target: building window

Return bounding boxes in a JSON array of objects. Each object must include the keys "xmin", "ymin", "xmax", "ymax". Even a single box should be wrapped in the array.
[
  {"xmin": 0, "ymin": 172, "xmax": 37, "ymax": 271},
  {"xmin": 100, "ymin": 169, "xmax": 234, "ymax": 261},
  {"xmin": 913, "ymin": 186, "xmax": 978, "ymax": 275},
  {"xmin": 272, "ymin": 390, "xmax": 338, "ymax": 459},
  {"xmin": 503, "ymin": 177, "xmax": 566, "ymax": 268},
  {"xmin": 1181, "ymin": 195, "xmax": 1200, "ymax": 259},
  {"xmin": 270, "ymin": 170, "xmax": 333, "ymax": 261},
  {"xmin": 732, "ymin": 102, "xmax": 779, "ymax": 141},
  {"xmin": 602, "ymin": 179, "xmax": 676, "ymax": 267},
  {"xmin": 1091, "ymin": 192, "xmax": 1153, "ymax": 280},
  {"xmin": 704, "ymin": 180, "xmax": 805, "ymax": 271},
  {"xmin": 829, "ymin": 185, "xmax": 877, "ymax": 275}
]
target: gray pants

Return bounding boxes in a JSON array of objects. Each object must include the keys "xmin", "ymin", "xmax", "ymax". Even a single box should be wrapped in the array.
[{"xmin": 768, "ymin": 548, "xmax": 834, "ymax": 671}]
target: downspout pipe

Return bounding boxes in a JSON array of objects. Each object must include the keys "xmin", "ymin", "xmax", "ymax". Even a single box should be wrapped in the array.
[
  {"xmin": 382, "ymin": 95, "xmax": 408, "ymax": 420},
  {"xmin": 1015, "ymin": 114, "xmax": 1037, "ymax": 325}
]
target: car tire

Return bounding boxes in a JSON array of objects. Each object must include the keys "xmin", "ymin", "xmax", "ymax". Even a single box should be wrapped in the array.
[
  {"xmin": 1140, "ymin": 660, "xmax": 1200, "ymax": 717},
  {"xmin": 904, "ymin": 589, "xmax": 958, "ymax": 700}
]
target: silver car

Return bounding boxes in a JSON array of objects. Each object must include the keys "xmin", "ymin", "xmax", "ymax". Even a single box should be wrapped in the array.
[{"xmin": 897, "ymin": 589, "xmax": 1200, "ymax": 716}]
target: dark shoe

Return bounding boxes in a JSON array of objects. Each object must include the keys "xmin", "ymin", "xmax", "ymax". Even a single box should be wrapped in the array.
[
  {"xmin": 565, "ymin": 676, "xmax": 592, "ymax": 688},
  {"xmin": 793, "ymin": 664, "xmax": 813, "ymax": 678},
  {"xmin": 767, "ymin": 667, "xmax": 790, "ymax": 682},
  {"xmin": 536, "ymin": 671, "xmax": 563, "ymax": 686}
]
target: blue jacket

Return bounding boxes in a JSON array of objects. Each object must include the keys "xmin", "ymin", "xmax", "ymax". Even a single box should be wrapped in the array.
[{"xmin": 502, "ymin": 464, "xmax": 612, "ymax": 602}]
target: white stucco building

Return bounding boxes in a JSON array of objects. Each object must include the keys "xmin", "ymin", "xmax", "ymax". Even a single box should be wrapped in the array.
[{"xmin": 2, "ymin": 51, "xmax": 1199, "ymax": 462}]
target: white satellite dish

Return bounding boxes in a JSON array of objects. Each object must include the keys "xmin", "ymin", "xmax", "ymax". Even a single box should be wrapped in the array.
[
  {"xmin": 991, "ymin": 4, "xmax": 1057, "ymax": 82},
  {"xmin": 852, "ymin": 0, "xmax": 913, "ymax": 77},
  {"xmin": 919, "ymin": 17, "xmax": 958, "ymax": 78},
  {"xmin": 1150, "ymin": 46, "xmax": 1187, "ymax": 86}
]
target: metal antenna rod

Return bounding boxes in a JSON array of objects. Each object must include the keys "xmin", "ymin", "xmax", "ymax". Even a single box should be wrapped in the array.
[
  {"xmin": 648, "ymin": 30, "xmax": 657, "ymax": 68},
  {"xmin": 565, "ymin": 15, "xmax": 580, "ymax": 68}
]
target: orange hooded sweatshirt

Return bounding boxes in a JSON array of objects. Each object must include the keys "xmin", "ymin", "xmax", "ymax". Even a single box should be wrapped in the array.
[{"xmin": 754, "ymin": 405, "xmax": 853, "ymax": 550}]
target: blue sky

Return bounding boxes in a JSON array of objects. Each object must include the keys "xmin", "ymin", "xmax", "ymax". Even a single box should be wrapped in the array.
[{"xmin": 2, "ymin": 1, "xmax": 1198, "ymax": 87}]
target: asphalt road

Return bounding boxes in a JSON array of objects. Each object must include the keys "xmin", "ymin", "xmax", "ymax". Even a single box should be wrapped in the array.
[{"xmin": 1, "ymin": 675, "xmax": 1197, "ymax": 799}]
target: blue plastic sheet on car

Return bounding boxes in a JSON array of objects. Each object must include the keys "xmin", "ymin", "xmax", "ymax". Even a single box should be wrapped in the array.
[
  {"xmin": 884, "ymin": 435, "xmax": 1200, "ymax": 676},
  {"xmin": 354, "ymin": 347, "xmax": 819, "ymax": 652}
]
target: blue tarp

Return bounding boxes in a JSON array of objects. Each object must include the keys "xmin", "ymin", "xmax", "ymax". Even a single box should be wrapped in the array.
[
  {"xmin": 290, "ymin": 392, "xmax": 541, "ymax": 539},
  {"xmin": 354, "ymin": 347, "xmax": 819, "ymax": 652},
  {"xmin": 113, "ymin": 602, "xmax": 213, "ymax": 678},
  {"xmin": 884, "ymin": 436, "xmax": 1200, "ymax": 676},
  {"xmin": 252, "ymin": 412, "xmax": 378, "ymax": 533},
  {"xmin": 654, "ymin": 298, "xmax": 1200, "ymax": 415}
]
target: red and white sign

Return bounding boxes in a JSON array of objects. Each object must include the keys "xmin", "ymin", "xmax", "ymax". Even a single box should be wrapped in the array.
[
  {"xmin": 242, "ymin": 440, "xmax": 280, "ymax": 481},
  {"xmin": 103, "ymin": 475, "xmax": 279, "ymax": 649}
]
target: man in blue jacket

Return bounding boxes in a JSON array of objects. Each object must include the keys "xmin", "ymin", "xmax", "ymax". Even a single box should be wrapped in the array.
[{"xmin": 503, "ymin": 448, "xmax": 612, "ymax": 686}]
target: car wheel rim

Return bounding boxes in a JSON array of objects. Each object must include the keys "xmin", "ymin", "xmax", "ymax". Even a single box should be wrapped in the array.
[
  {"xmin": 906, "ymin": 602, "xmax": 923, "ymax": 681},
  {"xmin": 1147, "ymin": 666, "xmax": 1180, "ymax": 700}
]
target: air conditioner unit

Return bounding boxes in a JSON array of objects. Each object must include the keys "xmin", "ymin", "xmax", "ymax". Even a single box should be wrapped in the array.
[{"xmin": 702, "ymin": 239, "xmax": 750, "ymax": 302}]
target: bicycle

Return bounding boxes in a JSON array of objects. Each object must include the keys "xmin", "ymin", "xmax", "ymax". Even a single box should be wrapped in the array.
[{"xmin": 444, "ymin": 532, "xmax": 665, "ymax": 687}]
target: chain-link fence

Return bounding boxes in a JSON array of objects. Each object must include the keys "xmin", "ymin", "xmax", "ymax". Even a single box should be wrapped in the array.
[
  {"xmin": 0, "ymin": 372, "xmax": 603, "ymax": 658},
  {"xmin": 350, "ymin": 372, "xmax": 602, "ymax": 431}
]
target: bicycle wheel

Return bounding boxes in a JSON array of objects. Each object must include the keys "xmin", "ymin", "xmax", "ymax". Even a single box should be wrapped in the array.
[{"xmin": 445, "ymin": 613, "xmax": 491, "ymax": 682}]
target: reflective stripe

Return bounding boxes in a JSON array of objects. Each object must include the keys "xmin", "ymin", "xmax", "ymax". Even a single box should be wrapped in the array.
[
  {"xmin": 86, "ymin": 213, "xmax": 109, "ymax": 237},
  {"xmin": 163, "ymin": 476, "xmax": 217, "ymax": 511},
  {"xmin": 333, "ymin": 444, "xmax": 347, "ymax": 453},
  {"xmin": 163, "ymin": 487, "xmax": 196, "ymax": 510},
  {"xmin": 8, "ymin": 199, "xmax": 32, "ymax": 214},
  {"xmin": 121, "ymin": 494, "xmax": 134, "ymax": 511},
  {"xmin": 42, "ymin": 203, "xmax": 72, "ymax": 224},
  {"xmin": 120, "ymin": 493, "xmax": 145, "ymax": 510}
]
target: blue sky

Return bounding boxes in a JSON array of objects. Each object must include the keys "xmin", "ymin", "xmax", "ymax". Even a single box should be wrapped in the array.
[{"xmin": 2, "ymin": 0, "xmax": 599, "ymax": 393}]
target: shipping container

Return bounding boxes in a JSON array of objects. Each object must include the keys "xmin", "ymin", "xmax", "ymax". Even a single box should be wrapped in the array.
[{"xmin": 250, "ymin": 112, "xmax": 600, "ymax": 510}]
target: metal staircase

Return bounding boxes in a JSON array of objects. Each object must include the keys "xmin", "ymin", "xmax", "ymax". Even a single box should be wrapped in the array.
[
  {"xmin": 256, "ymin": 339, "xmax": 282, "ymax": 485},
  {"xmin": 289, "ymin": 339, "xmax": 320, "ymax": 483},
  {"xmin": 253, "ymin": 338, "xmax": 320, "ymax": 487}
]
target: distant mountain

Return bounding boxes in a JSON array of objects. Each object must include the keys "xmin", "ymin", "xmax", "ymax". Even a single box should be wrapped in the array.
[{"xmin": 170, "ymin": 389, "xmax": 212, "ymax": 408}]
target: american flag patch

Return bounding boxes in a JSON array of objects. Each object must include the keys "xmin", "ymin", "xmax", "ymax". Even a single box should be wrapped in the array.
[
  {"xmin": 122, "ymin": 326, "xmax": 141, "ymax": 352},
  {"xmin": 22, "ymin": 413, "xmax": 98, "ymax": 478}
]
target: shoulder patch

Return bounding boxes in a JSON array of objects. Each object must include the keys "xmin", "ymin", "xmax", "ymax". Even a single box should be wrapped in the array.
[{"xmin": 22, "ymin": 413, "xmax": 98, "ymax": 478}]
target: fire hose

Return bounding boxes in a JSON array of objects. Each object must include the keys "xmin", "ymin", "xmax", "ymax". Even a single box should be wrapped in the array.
________________
Exercise prompt >>
Read each line of the material, and wherever the word "building" turns up, copy that line.

Reply to the exercise >>
target: building window
target: white stucco building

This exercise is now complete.